Key Experimental Results¶
Main Results¶
| Method | IU X-Ray B@4 | MIMIC-CXR B@4 |
|---|---|---|
| R2Gen | 0.165 | 0.103 |
| XProNet | 0.199 | 0.105 |
| EKAGen | 0.203 | - |
| SEI | 0.263 | 0.131 |
| DiA (Ours) | 0.266 | 0.134 |
Ablation Study¶
- Removing orthogonality constraint: disentanglement quality degrades and feature interference increases.
- Removing contrastive alignment: significant performance drop under missing modality conditions.
- Replacing MoE with PoE: catastrophic performance degradation when modalities are missing.
Key Findings¶
- MoE is more suitable than PoE for handling missing modalities — PoE produces overconfident posteriors when a modality is absent.
- The dual orthogonality + contrastive constraint significantly outperforms either constraint alone.
- The LLaMA-X decoder is more efficient than large LLMs and avoids the limitations of template-driven generation.

• Source data:
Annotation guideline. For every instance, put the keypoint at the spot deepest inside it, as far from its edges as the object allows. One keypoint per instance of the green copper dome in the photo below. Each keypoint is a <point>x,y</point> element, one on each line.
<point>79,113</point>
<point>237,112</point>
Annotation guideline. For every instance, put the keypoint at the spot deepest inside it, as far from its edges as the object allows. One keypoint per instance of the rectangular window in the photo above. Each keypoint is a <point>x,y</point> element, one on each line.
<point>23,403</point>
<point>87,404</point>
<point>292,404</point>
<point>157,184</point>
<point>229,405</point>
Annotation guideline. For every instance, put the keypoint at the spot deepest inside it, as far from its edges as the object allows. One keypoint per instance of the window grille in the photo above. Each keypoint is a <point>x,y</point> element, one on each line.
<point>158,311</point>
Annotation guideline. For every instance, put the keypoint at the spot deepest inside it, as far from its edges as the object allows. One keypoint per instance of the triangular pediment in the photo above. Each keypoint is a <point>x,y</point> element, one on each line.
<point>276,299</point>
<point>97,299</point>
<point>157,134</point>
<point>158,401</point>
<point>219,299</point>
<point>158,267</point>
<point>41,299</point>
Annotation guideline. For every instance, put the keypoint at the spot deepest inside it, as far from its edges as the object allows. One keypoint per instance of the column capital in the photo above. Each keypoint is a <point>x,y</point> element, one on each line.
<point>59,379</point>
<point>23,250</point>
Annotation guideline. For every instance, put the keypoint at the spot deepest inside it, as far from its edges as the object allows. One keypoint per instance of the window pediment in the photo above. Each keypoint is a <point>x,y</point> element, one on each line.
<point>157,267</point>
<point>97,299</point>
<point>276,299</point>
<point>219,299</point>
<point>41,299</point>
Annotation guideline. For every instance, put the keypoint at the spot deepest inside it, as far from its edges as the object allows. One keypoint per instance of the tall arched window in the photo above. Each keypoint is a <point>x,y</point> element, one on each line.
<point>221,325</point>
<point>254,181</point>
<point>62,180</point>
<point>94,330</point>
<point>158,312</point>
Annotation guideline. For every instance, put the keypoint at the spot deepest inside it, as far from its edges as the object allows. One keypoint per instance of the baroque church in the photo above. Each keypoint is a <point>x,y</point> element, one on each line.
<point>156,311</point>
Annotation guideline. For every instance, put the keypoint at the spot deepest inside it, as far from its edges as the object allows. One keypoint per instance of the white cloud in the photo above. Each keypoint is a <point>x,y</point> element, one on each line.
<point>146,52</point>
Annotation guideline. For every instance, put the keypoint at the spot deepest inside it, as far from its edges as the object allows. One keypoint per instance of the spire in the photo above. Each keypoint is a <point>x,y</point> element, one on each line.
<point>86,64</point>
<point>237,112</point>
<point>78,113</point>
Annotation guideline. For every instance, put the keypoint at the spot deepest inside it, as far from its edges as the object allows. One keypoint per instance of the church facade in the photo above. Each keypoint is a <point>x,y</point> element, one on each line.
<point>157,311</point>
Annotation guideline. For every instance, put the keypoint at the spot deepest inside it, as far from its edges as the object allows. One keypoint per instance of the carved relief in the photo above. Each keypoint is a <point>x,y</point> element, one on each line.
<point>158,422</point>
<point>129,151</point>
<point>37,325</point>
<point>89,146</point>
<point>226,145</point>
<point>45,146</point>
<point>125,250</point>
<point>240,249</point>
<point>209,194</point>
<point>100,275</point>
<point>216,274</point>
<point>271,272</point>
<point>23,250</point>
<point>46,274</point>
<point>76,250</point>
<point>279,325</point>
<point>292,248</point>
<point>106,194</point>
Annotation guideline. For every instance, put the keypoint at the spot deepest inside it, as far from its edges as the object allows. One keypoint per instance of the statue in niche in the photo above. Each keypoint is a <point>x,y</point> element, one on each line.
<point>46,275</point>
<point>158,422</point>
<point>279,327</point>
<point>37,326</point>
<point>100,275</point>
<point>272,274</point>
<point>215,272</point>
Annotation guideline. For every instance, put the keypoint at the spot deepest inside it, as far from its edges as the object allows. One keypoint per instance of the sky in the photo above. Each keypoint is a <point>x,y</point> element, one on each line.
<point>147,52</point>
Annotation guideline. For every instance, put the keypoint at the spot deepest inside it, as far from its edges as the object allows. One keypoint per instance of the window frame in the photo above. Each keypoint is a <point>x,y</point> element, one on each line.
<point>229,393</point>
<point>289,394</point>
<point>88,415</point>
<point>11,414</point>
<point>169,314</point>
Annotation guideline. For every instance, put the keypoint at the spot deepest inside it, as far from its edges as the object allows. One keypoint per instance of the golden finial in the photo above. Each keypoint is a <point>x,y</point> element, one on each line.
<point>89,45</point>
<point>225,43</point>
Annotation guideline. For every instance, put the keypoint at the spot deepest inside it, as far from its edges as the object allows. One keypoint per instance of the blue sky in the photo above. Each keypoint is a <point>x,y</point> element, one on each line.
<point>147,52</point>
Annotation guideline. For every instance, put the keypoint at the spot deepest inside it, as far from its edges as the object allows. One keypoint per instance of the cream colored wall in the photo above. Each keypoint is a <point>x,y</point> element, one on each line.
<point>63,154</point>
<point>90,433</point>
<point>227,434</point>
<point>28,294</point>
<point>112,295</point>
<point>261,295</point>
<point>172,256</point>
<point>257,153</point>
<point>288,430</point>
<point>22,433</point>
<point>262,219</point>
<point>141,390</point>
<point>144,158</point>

• Work item:
In the results passage above, what does PoE produce when a modality is absent?

• Answer box:
Overconfident posteriors.